▶ **DOCUMENT PASSAGE**:
Alex Amorim

Personal information
- Full name: Alexasando Amorim de Freitas Filho
- Date of birth: 18 May 2005 (age 21)
- Place of birth: Fortaleza, Brazil
- Height: 1.77 m (5 ft 10 in)
- Position: Midfielder

Team information
- Current team: Genoa
- Number: 4

Youth career
- 2022–2024: Fortaleza

Senior career*
- Years: Team / Apps / (Gls)
- 2023–2025: Fortaleza / 0 / (0)
- 2025: → Athletic-MG (loan) / 25 / (3)
- 2025–2026: Alverca / 19 / (2)
- 2026–: Genoa / 11 / (0)

= Alex Amorim =

Brazilian footballer (born 2005)

Alexsandro Amorim de Freitas Filho (born 18 May 2005) is a Brazilian professional footballer who plays as a midfielder for Genoa in Italy's Serie A.

==Career==

===Fortaleza===
Amorim was born in Fortaleza, and began his career at Fortaleza Esporte Clube. After going on to Santos FC and Fluminense FC, he returned to his hometown club at under-17 level in April 2022 and signed a three-year contract.

▶ **DATASET CONTENT**:
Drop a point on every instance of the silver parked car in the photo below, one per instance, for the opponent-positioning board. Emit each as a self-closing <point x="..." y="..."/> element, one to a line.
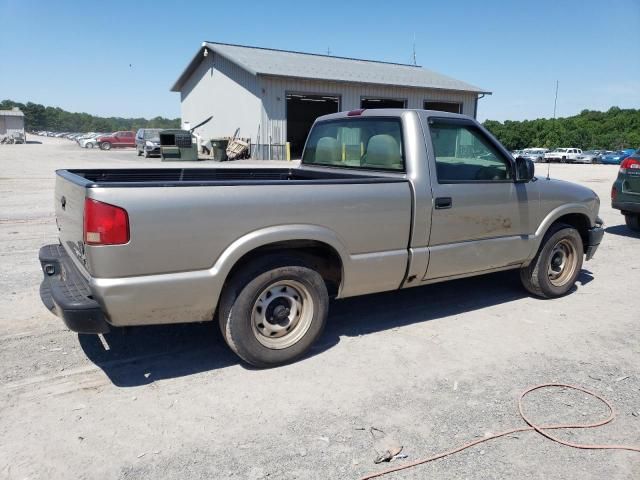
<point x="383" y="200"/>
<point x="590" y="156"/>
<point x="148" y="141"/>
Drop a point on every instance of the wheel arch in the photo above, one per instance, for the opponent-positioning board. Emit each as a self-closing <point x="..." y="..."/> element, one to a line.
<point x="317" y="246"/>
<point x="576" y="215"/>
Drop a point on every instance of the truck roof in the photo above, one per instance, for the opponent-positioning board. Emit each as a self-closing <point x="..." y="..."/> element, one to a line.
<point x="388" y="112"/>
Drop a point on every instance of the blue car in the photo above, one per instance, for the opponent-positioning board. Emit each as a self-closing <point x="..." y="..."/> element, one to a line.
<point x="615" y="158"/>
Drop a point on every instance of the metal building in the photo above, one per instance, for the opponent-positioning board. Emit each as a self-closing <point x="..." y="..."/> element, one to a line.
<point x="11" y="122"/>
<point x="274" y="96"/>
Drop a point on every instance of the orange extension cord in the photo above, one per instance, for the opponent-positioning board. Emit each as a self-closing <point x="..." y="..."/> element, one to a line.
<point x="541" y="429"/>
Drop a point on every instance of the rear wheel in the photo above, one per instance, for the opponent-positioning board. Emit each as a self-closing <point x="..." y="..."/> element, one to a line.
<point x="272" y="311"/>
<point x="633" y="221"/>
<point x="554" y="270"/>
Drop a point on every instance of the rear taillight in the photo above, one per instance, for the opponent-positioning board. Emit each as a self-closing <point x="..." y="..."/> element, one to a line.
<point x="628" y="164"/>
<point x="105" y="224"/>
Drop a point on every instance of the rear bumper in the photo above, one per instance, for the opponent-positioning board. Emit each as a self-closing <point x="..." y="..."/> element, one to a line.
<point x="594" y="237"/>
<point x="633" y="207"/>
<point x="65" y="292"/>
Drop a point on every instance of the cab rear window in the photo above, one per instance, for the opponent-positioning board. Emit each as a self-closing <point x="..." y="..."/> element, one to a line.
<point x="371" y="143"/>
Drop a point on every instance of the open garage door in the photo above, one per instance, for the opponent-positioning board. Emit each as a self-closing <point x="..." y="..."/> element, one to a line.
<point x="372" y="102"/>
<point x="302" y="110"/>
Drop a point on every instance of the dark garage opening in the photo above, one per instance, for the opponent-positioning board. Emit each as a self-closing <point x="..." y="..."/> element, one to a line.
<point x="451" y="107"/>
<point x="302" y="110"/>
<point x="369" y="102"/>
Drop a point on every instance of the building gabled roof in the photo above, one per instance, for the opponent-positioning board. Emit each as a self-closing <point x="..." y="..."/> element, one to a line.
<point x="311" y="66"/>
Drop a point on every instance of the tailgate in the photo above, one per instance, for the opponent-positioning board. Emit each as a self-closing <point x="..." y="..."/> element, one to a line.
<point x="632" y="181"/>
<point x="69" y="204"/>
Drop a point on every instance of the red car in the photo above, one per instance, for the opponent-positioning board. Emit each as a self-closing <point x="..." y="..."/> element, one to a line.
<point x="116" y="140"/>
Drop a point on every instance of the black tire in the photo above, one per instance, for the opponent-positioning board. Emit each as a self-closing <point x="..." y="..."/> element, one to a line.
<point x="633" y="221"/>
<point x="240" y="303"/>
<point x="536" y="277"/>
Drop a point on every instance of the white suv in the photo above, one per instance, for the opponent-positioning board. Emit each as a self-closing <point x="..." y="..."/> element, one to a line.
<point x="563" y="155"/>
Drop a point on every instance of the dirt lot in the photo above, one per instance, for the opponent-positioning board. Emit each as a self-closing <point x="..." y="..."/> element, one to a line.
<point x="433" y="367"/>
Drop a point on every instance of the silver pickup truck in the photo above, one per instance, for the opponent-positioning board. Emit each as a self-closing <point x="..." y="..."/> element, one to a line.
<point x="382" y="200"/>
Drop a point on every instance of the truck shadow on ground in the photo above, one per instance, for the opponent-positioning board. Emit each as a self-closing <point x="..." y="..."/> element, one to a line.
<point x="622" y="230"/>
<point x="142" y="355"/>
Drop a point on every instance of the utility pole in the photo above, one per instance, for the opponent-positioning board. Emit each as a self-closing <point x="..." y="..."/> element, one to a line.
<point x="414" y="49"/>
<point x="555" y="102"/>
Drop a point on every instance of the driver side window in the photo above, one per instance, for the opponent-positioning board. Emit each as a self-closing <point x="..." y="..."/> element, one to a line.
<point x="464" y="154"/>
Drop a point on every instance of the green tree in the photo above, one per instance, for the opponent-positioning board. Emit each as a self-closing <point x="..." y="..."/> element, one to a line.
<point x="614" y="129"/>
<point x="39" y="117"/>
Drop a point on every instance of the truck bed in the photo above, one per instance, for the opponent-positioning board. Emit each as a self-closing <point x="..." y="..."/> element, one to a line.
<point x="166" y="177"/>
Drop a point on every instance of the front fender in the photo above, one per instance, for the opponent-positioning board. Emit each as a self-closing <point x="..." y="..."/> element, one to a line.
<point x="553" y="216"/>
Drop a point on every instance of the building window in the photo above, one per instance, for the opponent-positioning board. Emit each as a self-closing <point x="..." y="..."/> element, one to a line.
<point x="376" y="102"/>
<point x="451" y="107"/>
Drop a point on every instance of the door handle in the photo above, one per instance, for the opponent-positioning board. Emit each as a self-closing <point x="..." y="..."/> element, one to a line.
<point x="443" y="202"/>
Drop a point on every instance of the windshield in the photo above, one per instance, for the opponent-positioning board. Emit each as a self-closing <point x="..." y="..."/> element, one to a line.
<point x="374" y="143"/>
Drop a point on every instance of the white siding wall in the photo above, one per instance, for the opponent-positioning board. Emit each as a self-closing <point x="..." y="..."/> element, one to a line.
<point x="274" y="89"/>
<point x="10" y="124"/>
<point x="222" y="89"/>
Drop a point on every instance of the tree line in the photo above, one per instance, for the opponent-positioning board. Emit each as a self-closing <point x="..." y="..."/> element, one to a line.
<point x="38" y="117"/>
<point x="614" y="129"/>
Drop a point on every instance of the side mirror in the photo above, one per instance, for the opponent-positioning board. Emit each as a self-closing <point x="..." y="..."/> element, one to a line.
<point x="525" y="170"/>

▶ **PROBLEM STATEMENT**: According to the Alex Amorim profile, how long was the contract he signed when he returned to his hometown club in April 2022?

▶ **REPLY**: Three years.